(Collected data)

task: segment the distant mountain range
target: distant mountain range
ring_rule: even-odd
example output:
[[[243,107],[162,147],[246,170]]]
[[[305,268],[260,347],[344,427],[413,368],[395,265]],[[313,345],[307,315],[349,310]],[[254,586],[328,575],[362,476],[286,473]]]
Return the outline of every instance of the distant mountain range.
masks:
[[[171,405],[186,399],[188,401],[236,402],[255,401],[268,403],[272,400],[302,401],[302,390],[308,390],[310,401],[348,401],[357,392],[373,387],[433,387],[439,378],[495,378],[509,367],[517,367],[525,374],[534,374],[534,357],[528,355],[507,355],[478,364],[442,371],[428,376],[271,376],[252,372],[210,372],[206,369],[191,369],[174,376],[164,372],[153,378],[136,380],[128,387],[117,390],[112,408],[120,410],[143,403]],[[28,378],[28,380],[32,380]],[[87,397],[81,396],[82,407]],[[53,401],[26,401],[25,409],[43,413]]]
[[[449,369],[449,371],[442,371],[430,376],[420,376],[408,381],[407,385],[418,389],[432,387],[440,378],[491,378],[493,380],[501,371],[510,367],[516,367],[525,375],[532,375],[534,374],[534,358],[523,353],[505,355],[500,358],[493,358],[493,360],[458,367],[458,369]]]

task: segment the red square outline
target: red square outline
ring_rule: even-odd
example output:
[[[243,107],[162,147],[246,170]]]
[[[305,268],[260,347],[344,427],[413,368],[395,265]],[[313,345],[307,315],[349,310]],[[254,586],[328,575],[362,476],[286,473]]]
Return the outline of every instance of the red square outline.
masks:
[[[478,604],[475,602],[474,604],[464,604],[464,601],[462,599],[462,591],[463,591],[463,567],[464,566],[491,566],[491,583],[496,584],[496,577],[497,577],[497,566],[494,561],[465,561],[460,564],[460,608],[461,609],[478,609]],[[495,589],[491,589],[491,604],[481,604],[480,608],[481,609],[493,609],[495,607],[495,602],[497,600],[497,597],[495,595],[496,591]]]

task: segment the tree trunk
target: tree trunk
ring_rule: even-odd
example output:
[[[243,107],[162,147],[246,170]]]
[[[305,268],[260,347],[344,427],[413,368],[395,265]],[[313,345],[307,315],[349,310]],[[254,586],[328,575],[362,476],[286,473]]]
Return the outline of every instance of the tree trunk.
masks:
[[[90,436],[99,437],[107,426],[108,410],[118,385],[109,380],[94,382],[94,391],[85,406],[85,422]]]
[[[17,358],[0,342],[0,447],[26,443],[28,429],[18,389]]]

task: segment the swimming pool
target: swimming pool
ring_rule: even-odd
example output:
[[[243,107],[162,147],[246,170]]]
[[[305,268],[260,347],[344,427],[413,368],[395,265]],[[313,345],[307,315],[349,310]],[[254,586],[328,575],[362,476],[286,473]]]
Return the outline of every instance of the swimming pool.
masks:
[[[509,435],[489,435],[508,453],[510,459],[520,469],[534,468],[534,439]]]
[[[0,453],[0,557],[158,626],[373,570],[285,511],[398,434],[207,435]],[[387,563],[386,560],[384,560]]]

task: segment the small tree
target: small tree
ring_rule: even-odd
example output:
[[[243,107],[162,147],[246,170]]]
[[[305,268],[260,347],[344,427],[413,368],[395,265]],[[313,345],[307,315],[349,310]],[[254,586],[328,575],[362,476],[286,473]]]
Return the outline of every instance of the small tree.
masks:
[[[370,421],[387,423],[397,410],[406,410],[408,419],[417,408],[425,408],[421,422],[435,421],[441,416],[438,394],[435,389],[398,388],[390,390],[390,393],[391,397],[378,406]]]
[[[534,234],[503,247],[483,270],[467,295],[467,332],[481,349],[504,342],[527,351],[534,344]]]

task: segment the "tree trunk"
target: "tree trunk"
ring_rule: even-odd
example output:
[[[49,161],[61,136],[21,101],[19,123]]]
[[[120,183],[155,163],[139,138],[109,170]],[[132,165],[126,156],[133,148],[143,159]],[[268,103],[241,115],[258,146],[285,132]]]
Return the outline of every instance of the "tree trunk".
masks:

PROBLEM:
Report every line of the data in which "range" appears.

EXERCISE SOLUTION:
task: segment the distant mountain range
target: distant mountain range
Return the outline of every instance of the distant mountain range.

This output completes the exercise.